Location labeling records
****
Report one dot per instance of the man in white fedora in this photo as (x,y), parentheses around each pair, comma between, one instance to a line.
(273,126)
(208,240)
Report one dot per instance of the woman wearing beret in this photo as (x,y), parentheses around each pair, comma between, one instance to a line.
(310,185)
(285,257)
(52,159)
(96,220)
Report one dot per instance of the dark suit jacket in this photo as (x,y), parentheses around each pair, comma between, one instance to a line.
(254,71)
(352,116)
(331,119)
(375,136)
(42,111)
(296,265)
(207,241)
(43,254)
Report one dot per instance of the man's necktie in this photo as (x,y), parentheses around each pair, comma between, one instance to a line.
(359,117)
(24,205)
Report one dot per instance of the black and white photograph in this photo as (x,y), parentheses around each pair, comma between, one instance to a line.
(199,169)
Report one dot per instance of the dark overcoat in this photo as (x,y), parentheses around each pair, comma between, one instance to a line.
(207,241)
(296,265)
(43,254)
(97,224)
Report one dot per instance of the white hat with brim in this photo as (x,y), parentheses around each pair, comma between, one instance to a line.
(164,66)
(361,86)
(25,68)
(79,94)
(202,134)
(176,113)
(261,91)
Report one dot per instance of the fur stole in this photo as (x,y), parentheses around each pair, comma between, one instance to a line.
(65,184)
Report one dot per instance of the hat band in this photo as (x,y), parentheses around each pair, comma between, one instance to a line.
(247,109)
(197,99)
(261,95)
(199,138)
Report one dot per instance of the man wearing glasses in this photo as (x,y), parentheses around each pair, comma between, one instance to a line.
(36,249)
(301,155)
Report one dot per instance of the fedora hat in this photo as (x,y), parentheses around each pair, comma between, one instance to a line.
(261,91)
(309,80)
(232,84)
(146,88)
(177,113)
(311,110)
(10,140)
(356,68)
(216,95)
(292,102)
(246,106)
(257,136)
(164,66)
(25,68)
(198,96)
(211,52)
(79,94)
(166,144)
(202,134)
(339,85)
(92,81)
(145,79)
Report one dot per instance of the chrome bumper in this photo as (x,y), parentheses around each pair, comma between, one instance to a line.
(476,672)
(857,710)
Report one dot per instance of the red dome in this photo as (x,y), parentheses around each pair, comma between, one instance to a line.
****
== What the task requires ==
Reproduce all of the material above word for word, keeping each line as it appears.

== Finished answer ==
Report one dot per instance of the man in white fedora in this photo as (x,y), parentheses around each pair, comma between, one instance to a line.
(273,126)
(208,240)
Report one dot per instance of the woman wearing beret in this photo as (x,y), parentheses around each pair, comma between, one instance to a line.
(310,185)
(285,257)
(52,159)
(96,220)
Report one dot per instance of the dark suit jacket in this photo as (x,y), parentheses around each pair, comma between, one instance to a line.
(254,71)
(352,116)
(331,119)
(375,136)
(42,111)
(296,265)
(207,241)
(43,254)
Report one dot per instance of the man's necktie in this photo as (x,y), parentheses around each pair, comma between, one instance to a line.
(359,117)
(24,205)
Report one dot per instance of the black and white photograph in this photo as (x,y), parentheses around each pair, comma between, one instance to a line.
(199,169)
Report one dot per instance of the dark overcoat in this photo as (x,y), parentheses around each pair, comma between, one instance to a line.
(207,241)
(296,265)
(43,254)
(97,224)
Report one dot per instance of the white hat with brim in this photo as (x,y), parentheses around each pair, comma between, one instance to a line.
(164,66)
(361,86)
(25,68)
(79,94)
(202,134)
(176,113)
(261,91)
Report one dot per instance of the fur stole in this photo as (x,y), parentheses around each pair, comma between, one instance to a line.
(65,184)
Report one dot per instance of the hat band in this photo as (x,y), parentheses around each pair, comma between, one instance to a line.
(247,109)
(197,99)
(261,95)
(199,138)
Report one dot per instance of the man wearing glasses in this photo as (x,y), parentheses around each pair, comma between, one instance to a line.
(36,249)
(301,155)
Report one dot per instance of the fedora hat in this photo as (x,y), parentheses around each pair, comma between, one instance to a line.
(261,91)
(309,80)
(232,84)
(146,88)
(177,113)
(311,110)
(10,140)
(356,68)
(216,95)
(292,102)
(246,106)
(257,136)
(164,66)
(25,68)
(198,96)
(211,52)
(79,94)
(166,144)
(202,134)
(339,85)
(92,81)
(145,79)
Report one dot per instance of the chrome bumper in this photo as (x,y), parentheses around each pair, comma between, one instance to a line.
(476,672)
(857,710)
Report one dot per instance of the red dome in this photo as (x,y), parentheses around each pair, comma between, one instance to a line.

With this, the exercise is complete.